[Source data]
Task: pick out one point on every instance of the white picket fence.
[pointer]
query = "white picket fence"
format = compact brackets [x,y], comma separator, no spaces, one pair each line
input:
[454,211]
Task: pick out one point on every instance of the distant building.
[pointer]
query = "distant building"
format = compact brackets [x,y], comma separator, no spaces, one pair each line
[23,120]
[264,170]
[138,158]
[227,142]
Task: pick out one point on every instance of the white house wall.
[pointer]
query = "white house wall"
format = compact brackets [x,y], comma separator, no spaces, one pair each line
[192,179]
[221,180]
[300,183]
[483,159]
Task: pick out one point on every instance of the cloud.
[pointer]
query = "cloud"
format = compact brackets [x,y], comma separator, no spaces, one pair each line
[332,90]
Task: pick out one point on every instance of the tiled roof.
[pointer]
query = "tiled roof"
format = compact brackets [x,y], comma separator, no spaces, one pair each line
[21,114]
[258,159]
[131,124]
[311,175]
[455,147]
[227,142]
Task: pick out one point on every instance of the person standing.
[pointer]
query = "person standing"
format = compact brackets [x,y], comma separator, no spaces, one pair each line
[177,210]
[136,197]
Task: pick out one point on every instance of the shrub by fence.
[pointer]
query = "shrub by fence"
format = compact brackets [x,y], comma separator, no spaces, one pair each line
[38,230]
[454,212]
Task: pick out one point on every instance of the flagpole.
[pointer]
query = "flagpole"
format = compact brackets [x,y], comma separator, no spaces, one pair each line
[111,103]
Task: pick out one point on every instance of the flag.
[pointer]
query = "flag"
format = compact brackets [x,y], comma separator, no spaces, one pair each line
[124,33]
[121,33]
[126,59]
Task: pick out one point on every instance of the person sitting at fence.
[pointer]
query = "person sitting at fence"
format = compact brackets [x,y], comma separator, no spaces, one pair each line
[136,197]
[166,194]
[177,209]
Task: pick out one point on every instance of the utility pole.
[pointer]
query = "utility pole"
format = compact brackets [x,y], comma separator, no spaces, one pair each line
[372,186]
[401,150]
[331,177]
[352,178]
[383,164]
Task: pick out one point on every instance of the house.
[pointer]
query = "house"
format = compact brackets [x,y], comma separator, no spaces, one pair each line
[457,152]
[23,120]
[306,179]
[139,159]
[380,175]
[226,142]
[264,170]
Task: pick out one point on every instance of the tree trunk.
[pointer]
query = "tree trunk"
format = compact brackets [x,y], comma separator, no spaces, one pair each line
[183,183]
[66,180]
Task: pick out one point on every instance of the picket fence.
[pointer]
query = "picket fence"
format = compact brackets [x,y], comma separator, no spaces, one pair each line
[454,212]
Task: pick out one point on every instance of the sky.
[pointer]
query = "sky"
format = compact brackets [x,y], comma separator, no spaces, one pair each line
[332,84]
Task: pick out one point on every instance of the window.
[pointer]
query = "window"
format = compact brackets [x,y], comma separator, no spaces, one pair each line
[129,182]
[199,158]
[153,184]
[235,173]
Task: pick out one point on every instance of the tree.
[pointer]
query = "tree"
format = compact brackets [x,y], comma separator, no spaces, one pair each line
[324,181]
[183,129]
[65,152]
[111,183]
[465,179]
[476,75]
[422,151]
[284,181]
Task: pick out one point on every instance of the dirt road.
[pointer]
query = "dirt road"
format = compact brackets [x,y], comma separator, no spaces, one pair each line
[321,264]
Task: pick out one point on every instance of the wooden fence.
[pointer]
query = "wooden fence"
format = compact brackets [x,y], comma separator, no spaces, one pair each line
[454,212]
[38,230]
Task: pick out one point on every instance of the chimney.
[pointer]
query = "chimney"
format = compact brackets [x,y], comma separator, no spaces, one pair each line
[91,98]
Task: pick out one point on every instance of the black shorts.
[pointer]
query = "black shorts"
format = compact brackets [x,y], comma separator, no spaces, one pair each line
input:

● Assigned task
Each line that includes the string "trunk" should be copied from the data.

● Your response
Task: pick out one point on every instance of the tree trunk.
query = "tree trunk"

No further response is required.